━━━━━ Data supplied ━━━━━
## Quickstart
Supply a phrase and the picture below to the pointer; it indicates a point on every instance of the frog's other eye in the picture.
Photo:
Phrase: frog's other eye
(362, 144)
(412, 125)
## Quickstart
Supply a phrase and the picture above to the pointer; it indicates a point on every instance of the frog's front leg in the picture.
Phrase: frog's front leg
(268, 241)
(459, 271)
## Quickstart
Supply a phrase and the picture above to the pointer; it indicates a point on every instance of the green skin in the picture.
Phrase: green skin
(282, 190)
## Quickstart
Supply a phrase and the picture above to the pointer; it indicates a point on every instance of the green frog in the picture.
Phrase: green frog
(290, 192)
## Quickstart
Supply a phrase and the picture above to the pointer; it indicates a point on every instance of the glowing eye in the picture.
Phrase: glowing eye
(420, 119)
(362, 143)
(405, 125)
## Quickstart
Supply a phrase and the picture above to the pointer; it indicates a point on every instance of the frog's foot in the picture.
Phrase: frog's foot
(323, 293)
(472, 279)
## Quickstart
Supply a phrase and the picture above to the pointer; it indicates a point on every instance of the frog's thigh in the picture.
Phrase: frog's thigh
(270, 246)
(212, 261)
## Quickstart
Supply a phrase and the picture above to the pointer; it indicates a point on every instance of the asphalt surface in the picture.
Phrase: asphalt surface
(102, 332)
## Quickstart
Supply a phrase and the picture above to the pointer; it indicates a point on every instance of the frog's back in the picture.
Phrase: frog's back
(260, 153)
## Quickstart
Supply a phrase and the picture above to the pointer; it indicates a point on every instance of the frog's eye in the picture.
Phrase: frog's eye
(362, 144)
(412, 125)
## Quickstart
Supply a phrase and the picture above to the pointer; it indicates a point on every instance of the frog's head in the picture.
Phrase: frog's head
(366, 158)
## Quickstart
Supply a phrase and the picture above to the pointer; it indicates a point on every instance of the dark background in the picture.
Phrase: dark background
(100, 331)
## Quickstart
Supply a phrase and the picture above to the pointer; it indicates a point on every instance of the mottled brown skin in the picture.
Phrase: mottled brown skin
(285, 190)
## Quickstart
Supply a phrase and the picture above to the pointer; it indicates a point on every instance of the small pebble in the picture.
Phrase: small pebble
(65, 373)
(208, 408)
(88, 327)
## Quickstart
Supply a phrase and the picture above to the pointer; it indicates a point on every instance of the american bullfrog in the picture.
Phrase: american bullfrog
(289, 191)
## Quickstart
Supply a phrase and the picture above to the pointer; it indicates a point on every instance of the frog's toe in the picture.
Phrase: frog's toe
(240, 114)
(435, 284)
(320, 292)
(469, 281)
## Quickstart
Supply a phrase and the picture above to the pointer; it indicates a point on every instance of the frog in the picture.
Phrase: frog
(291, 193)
━━━━━
• [Instructions for the task]: Each line must be given again exactly as written above.

• [Written response]:
## Quickstart
Supply a phrase and the picture below to the pointer; it indicates a point on every instance of the frog's other eye in the picture.
Photo:
Phrase: frog's other eye
(362, 144)
(412, 125)
## Quickstart
Supply a phrase and the picture above to the pointer; it indicates a point on every instance of the frog's front leg in the picture.
Phrase: frog's front leg
(268, 241)
(459, 271)
## Quickstart
Supply a phrase and the picture above to the pointer; it indicates a point on every instance of the green skin in the picture.
Phrase: green skin
(282, 190)
## Quickstart
Supply a phrase and the picture above to the pointer; it indicates a point on every instance of the green frog in the picture.
Phrase: green frog
(290, 192)
## Quickstart
Supply a phrase and the picture above to the pointer; it indicates a point on every instance of the glowing eye in the picture.
Phrase: glowing eye
(420, 119)
(362, 143)
(405, 125)
## Quickstart
Supply a phrase and the picture above to the pointer; it indicates a point on every instance of the frog's foot in the picture.
Phrase: frog's foot
(323, 293)
(472, 279)
## Quickstart
Supply a phrase and the picture above to the pointer; it indicates a point on every instance of the frog's thigh in the picture.
Phrase: frog's thigh
(270, 246)
(212, 261)
## Quickstart
Supply a phrase and the picture above to the pointer; it indicates a point on every instance of the asphalt surface in the picture.
Phrase: asphalt surface
(102, 332)
## Quickstart
Supply a phrase and the picture above to the pointer; it indicates a point on every instance of the frog's back in the picture.
Phrase: frog's back
(260, 153)
## Quickstart
Supply a phrase and the picture above to the pointer; it indicates a point on every instance of the frog's eye in the picture.
Phrase: frog's eye
(362, 144)
(412, 125)
## Quickstart
Supply a phrase and the picture above to the pointer; it indicates a point on every instance of the frog's head in the picture.
Phrase: frog's head
(366, 158)
## Quickstart
Supply a phrase and the picture above to the pointer; it indicates a point on every instance of the dark background in the picture.
Phrase: dark background
(100, 331)
## Quickstart
Supply a phrase and the picture above to the pointer; it indicates a point on every instance of the mottled brown skin in the picture.
Phrase: mottled brown skin
(285, 190)
## Quickstart
Supply a phrase and the picture above to the pointer; it indicates a point on every instance of the small pebble in the picture.
Phrase: small pebble
(65, 373)
(208, 408)
(88, 327)
## Quickstart
Supply a phrase and the picture above to the pointer; it indicates a point on every instance of the american bullfrog in the picture.
Phrase: american bullfrog
(289, 191)
## Quickstart
Supply a phrase and the picture above to the pointer; it indicates a point on every instance of the frog's toe in the picture.
Phrase: frog's toe
(240, 114)
(435, 284)
(320, 292)
(469, 281)
## Quickstart
Supply a phrase and the picture above to the pointer; it indicates a point on every instance of the frog in the picture.
Phrase: frog
(291, 193)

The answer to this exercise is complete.